### What you are asked to do
Extend the article about George Hardin Brown and Bede, picking up right after its last sentence.

### Excerpted text
George Hardin Brown, the noted Stanford University medievalist and expert on Bede the Venerable, died at the age of 90 in 2021.  He had spent his entire adult life studying the English monk, polymath, scholar and historian and knew so much about the man that he was jokingly called the Bedemeister.

Brown wrote two major books on Bede, a quarter of a century apart. He was in his late 70s when he published one of them, A Companion to Bede, in 2010.

Like Bede, Brown had been an ordained member of a Catholic religious order, serving as an Jesuit priest from 1962 to 1971 when he came to Stanford. He married in 1979, and, when he published his first major book, Bede the Venerable, in 1987, he was 56 and helping to raise a young family.

Indeed, at the end of his third-person author’s biography in that book, Brown noted: “In his neighborhood he is known simply as Austin and Malcolm’s dad.”


Facts about Bede few and far between

Much is known about Brown and available at the touch of a few keys on the internet.  The facts about Bede, by contrast, are few and far between.

Some information is contained in a letter by his disciple Cuthbert reporting Bede’s death in 735 at the age of 61 or 62.  But the main source, thin as it is, is paragraph of six sentences in the last chapter of his Ecclesiastical History of the English People, completed about four years before he died.  Written in Latin, the Ecclesiastical History is his masterwork and the basis of his renown down the centuries as one of the world’s great historians.

Brown writes the Bede “was one of the first and greatest of English writers” who, in modern times, has been called the “father of English scholarship, of English history, of English literature, indeed, of the Middle Ages.”

One measure of this, Brown mentions in passing, is that Bede was influential in what became the widespread use of the birth of Jesus as the dividing time of history, into BC (Before Christ) and AD (Anno Domini, the year of the Lord).


The Ecclesiastical History

Without the last chapter of Bede’s Ecclesiastical History, we would know virtually nothing about the author.  And without the book itself, we would know very little about the people of the British Isles in the period from the invasion of Julius Caesar in 55 BC up to Bede’s own time.

The work is such an important English cultural artifact that, Brown writes, “When Prince Charles and Lady Diana visited Pope John Paul II in 1984, they presented him with a copy of Bede’s Ecclesiastical History.”

[Recorded data]
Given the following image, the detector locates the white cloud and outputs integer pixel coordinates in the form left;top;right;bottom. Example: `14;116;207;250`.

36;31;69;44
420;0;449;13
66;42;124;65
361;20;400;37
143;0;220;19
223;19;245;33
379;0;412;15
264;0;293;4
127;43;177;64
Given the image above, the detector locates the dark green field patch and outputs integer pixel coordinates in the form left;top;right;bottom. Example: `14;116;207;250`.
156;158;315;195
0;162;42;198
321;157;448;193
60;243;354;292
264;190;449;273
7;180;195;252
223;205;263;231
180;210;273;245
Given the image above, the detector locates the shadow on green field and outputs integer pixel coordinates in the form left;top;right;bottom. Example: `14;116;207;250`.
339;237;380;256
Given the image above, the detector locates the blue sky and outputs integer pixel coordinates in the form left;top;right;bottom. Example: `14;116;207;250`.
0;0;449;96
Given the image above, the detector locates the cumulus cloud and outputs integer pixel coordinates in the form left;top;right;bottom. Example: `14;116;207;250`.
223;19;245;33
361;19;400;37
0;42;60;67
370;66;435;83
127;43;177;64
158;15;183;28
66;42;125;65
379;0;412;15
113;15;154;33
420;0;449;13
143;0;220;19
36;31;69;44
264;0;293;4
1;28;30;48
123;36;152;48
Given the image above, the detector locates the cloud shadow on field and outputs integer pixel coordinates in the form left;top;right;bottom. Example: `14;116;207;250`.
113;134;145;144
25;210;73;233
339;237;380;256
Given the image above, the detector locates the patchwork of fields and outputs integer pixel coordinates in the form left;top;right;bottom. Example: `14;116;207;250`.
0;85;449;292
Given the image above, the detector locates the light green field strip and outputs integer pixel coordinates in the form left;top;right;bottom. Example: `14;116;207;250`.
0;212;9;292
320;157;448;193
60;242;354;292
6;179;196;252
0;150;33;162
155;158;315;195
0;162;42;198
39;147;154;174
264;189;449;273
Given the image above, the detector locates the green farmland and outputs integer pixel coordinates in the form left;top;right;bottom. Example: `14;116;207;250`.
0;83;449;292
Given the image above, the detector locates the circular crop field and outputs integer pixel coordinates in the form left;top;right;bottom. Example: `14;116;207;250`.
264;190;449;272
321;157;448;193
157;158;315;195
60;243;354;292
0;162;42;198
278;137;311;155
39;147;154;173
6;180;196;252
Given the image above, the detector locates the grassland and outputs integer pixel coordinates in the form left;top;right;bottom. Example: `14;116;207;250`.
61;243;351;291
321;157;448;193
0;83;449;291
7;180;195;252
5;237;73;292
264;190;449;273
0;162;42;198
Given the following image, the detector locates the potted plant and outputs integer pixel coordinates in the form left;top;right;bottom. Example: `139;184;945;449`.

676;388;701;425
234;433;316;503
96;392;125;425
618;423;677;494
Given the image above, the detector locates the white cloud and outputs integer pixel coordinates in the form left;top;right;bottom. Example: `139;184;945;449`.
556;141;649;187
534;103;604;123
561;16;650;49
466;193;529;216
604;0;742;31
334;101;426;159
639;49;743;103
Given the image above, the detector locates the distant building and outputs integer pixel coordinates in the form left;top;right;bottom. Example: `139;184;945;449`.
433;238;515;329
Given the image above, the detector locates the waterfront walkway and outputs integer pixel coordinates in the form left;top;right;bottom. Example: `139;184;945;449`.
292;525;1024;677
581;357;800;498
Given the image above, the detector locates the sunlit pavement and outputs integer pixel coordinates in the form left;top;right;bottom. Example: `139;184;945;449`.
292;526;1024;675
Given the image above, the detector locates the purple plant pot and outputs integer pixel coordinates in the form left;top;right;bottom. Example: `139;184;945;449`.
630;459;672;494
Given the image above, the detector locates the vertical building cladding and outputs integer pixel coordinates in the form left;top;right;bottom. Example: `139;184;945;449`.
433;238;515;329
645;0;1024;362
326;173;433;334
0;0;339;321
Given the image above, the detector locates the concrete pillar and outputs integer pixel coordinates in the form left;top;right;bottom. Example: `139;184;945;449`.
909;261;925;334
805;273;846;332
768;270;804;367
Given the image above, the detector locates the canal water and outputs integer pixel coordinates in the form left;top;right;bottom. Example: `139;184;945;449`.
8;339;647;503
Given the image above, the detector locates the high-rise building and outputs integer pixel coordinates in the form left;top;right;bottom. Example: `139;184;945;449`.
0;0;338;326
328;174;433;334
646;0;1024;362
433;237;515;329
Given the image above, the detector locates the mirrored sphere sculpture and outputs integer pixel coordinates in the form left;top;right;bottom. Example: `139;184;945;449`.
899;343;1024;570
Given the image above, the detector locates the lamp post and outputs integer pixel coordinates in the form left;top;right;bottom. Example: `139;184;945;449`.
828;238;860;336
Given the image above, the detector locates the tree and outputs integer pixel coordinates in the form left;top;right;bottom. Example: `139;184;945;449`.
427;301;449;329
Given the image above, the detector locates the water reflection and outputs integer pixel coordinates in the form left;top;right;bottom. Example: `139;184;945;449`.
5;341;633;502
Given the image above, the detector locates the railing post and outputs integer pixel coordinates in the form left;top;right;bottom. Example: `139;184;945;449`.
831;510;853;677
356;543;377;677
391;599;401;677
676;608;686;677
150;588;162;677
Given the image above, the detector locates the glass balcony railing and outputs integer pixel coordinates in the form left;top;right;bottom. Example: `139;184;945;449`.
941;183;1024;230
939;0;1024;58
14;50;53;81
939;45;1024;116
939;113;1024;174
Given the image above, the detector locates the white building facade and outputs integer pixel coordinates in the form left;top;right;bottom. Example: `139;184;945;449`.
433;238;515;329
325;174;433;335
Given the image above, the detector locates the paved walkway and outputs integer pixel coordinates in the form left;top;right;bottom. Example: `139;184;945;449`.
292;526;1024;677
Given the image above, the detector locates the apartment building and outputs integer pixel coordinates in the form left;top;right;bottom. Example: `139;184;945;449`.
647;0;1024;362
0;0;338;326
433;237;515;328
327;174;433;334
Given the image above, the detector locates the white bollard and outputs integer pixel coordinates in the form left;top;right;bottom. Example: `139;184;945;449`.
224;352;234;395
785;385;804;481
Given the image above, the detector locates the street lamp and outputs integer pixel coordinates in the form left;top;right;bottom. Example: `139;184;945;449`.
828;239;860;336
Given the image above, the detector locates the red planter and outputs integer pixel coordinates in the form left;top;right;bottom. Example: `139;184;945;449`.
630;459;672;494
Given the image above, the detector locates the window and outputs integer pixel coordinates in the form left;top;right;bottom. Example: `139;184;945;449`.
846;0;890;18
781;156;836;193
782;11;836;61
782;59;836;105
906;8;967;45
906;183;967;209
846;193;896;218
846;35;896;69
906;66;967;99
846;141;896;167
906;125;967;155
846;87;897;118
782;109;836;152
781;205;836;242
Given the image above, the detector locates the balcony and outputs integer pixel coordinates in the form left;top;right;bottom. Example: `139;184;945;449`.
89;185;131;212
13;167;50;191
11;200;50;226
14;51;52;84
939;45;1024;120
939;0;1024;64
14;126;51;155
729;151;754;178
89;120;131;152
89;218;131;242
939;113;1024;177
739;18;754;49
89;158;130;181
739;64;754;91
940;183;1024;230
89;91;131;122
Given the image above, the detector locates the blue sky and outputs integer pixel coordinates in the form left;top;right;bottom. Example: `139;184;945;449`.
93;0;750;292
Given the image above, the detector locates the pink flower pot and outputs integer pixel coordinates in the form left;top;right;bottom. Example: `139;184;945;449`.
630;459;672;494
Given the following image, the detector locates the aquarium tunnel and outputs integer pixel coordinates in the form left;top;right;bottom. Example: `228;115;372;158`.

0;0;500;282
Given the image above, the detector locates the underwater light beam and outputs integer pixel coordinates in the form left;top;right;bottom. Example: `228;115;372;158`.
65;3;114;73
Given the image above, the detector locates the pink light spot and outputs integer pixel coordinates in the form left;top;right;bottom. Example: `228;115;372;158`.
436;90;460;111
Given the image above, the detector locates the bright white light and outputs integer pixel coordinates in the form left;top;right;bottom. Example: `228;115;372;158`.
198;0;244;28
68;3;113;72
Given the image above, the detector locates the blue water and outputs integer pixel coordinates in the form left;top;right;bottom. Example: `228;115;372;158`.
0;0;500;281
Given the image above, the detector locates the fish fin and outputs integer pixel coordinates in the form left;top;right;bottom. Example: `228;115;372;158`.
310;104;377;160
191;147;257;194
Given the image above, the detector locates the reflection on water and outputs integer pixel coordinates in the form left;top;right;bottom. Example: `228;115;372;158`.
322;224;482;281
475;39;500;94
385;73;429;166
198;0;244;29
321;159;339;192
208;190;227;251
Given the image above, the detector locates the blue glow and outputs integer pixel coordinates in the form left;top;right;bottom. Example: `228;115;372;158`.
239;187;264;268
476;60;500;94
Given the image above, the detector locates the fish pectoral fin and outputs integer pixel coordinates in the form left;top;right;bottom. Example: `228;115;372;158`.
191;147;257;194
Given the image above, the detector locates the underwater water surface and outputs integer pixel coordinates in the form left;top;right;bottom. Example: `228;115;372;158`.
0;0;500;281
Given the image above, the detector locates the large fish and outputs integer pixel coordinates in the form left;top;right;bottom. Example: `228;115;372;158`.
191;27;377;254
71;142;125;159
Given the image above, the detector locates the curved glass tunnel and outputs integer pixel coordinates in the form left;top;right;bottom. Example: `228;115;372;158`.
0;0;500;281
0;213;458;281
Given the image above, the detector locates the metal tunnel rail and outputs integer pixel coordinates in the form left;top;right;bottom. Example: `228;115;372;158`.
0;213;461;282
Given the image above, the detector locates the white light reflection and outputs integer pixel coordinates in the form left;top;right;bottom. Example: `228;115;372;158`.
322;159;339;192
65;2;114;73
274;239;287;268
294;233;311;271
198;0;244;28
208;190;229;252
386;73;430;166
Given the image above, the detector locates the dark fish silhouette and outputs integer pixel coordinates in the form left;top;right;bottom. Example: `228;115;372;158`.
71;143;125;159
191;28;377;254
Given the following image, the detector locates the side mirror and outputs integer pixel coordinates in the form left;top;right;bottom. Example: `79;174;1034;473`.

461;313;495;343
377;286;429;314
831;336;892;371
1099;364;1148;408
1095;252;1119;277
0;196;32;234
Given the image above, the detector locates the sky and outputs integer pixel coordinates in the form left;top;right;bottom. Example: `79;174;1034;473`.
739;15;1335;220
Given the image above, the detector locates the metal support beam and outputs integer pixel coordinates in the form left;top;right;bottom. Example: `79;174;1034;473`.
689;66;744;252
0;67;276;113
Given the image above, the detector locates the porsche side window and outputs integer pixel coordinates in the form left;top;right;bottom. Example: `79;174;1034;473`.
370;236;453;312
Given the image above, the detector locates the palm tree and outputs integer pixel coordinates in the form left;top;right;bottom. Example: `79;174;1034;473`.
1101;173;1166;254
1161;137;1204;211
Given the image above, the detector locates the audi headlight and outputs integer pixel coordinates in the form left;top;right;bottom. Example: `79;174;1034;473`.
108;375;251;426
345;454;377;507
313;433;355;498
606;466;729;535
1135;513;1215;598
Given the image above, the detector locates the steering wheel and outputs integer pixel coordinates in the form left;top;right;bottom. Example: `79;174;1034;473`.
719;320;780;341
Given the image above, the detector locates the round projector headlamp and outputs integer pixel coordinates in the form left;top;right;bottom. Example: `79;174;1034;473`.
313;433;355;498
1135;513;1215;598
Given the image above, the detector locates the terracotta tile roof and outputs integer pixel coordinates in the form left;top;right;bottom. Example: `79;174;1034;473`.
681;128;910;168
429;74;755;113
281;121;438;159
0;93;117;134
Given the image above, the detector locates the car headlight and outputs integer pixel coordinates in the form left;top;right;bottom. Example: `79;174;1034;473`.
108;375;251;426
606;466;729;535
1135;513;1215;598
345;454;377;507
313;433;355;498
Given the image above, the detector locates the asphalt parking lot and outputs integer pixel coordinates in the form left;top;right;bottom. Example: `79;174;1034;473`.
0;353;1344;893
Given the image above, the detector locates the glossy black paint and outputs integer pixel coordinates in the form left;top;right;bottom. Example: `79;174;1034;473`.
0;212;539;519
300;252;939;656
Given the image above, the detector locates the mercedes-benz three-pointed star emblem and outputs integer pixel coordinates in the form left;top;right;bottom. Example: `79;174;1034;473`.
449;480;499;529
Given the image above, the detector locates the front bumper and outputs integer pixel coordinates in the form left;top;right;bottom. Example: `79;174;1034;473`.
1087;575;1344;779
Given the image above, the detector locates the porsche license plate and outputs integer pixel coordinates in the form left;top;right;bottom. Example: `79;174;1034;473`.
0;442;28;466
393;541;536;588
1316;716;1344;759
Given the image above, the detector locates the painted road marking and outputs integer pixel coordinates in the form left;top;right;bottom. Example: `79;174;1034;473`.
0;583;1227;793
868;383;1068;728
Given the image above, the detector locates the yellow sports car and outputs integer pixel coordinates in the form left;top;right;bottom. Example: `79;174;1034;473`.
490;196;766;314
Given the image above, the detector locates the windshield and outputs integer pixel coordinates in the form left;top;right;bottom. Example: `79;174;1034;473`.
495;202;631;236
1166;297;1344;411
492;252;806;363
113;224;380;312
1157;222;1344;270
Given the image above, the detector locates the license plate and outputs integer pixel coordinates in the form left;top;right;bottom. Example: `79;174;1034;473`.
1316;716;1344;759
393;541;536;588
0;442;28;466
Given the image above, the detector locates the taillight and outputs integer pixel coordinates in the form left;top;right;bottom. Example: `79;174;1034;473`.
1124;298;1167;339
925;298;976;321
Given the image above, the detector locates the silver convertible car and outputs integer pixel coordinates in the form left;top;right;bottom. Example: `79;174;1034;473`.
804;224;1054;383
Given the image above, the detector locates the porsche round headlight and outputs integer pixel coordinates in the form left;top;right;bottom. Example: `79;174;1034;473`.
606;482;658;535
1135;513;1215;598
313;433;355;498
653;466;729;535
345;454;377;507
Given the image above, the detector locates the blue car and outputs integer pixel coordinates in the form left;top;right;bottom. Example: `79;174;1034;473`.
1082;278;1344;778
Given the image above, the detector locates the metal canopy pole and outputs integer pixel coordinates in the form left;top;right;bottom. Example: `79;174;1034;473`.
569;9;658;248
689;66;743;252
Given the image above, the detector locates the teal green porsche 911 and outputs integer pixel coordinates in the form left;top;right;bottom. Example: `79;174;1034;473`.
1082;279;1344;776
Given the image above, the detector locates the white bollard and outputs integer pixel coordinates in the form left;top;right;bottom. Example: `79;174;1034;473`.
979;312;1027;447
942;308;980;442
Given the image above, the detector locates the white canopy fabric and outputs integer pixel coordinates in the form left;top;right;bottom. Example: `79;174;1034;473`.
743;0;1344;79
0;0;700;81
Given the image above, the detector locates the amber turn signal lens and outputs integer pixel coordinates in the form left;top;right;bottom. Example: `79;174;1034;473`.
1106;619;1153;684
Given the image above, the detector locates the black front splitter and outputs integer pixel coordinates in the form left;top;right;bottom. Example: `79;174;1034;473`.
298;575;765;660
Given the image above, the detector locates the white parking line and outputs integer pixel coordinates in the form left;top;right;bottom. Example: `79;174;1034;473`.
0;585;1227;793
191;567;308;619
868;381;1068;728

### Answer space
Since his time, Bede has been a figure respected and revered by both sides of the religious disputes that have divided British Anglicans and Catholics.

In the 16th century, Catholic priest Thomas Stapleton translated the Ecclesiastical History for the first time into English and, Brown writes, “dedicated it to Queen Elizabeth in hopes of converting her to orthodoxy.”  Meanwhile, John Foxe, the Protestant martyrologist, praised Bede for his knowledge of the Scriptures and his holiness.

Within a hundred years or so of his death, Bede was called the Venerable because of his reputation for sanctity. In 1899, Pope Leo XIII declared him a Doctor of the Church, the only native of Great Britain so designated.  He is considered a saint by the Catholic, Anglican, Episcopal and Eastern Orthodox churches. And he is the only Englishman mentioned in Dante’s Paradiso.


Interpreting the Bible

Although esteemed today as a historian, Bede was also an educator, an exegete, a homilist, poet and biographer, and it was for those roles that he was best known in the Middle Ages.

Among Bede’s nearly forty major works, “the greatest portion…are literary interpretations of Bible books,” writes Brown.  These include commentaries on such Old Testament books as Genesis, the First Book of Samuel, Proverbs and the Song of Songs and such New Testament books as Mark, Luke, the Acts of the Apostles and the Apocalypse (the Book of Revelation).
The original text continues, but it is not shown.